*** Excerpt provided ***

Referee: Abstract: The central claims that the framework 'improves robustness in multi-policy execution' and 'minimizes the reliance on robot-specific development workflows' lack any supporting quantitative results, ablation studies, error analysis, or comparative experiments, leaving the assertions unsubstantiated.

Authors: We acknowledge that the abstract, as a high-level summary, does not itself contain quantitative metrics. The full manuscript contains an evaluation section that reports hardware validation results on heterogeneous platforms, including comparative experiments against modular VLA/VLN baselines, ablation studies isolating the closed-loop data collection and e-URDF mapping components, and error analysis for long-horizon multi-agent tasks. These results support the robustness and workflow-reduction claims. To make this support more immediately visible, we will revise the abstract to include concise references to the key quantitative findings and direct the reader to the evaluation section. revision: partial
Referee: Unified VLM controller section: The description of a single unified agent maintaining semantic continuity across long-horizon tasks while dynamically assigning control to heterogeneous agents via e-URDF provides no mechanism or analysis for addressing latency, context drift, or precision failures that typically necessitate modular decomposition in VLA/VLN systems.

*** Dataset excerpts ***

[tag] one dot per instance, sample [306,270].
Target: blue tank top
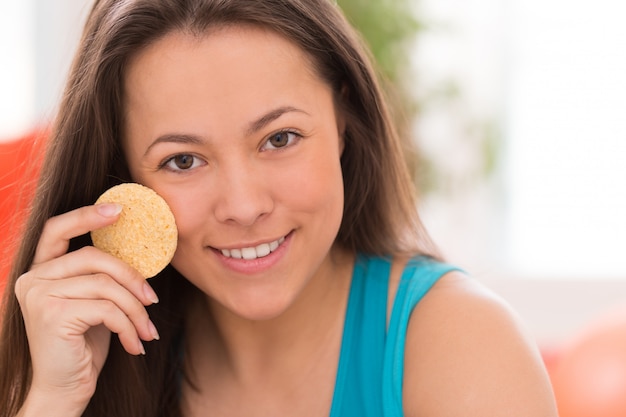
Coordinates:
[371,362]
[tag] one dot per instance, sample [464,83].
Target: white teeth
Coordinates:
[260,251]
[263,250]
[248,253]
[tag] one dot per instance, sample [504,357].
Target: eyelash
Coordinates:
[165,164]
[292,141]
[296,136]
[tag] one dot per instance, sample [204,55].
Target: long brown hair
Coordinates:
[84,158]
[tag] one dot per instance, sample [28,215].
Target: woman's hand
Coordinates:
[71,302]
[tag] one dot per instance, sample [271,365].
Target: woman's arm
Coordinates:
[468,355]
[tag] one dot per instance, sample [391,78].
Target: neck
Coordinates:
[225,345]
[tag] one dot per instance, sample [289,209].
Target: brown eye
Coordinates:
[279,139]
[183,161]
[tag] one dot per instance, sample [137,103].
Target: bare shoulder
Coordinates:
[467,353]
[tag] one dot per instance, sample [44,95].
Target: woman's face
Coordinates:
[241,137]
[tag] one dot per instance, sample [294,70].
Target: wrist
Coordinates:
[42,403]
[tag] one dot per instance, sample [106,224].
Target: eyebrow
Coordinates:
[253,127]
[269,117]
[175,138]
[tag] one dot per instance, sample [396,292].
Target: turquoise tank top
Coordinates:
[371,363]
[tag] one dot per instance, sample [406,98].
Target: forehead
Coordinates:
[218,46]
[223,77]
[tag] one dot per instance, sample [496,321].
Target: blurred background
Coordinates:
[516,108]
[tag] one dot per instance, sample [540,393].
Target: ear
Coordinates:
[341,116]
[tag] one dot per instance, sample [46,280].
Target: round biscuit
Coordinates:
[145,235]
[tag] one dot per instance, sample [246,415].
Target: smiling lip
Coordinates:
[257,261]
[254,252]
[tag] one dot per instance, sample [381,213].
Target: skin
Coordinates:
[208,136]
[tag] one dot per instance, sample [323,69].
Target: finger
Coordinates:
[90,260]
[88,314]
[102,287]
[58,230]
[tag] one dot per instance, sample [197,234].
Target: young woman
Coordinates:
[262,126]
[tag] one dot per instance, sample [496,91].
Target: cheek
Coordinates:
[318,188]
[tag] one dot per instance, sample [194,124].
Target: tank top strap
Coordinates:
[359,373]
[418,277]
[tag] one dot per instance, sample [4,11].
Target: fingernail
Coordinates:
[153,331]
[109,209]
[149,293]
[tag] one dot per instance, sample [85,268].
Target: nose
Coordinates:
[243,197]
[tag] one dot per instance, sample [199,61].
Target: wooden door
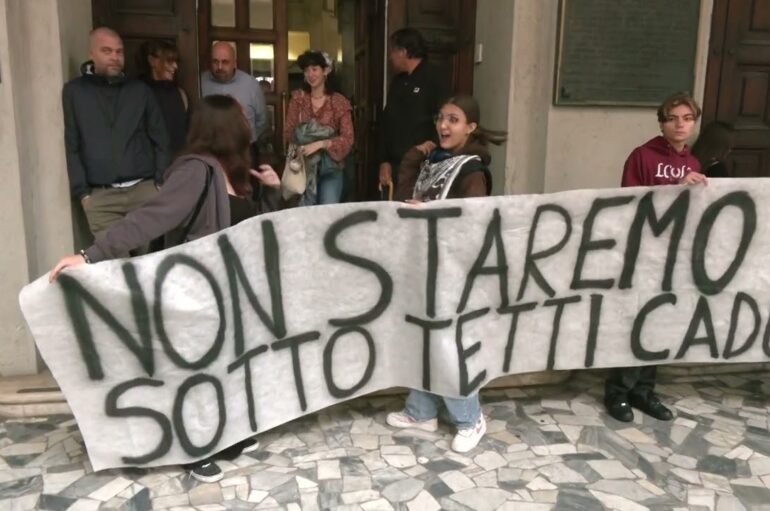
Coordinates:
[449,29]
[367,98]
[258,30]
[139,20]
[738,81]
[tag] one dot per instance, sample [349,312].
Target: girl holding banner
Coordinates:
[458,168]
[207,189]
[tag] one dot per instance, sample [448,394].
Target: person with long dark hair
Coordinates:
[457,168]
[206,189]
[157,62]
[319,120]
[712,147]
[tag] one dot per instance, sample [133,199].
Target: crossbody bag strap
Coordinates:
[199,204]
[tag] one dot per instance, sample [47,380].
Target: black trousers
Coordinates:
[626,381]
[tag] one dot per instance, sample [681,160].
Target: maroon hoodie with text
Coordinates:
[658,163]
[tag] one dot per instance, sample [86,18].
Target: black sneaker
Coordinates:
[206,471]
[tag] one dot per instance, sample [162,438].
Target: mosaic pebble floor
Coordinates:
[550,447]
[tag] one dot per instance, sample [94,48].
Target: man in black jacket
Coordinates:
[414,98]
[116,142]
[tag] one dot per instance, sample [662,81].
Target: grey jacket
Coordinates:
[169,212]
[246,90]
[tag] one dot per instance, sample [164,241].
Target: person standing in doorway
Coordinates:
[114,134]
[223,78]
[157,62]
[663,160]
[319,121]
[414,98]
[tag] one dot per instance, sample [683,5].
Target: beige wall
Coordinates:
[34,207]
[18,352]
[554,148]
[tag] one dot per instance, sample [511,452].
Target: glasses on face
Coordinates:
[450,119]
[684,118]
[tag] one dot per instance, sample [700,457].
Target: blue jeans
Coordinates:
[329,187]
[463,412]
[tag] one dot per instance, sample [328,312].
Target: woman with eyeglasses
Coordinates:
[457,168]
[157,62]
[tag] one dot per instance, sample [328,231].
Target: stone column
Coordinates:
[37,41]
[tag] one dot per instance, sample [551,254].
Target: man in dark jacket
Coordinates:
[116,142]
[414,98]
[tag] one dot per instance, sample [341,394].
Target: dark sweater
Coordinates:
[175,114]
[474,179]
[113,132]
[169,212]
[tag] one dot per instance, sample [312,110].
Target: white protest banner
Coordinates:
[173,356]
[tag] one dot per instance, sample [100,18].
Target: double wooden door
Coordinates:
[260,30]
[738,81]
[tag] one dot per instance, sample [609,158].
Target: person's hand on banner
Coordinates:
[694,178]
[267,176]
[66,262]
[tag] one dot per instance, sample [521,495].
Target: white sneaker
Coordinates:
[467,439]
[402,420]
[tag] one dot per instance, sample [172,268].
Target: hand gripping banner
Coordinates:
[172,356]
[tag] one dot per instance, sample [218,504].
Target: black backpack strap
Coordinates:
[199,204]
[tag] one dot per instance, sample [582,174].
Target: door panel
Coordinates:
[139,20]
[367,99]
[738,81]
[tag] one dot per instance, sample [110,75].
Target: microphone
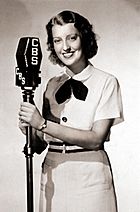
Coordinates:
[29,58]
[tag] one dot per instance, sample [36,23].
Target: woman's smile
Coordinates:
[67,45]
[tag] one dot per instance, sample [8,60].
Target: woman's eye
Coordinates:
[73,37]
[56,41]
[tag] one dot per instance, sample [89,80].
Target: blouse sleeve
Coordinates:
[110,104]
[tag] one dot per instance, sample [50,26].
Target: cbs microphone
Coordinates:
[29,58]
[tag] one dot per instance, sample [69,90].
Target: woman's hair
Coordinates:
[88,37]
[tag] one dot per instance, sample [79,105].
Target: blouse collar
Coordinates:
[83,75]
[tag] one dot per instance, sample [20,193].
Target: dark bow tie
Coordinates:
[76,87]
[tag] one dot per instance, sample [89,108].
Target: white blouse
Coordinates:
[103,100]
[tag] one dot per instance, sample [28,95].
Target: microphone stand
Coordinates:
[28,96]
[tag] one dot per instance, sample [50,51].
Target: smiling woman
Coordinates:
[79,108]
[68,48]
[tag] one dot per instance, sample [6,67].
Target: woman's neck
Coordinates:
[79,67]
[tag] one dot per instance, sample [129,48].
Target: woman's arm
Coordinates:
[84,138]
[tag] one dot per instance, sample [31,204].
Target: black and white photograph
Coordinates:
[70,105]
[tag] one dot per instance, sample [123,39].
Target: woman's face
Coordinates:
[67,45]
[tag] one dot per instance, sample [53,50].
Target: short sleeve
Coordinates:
[110,104]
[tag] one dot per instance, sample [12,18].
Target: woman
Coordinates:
[80,106]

***

-- Work request --
In the review exchange, what change do the authors say they will make to the abstract?

-- Reply to the task --
They will add concise references to the key quantitative findings and direct the reader to the evaluation section.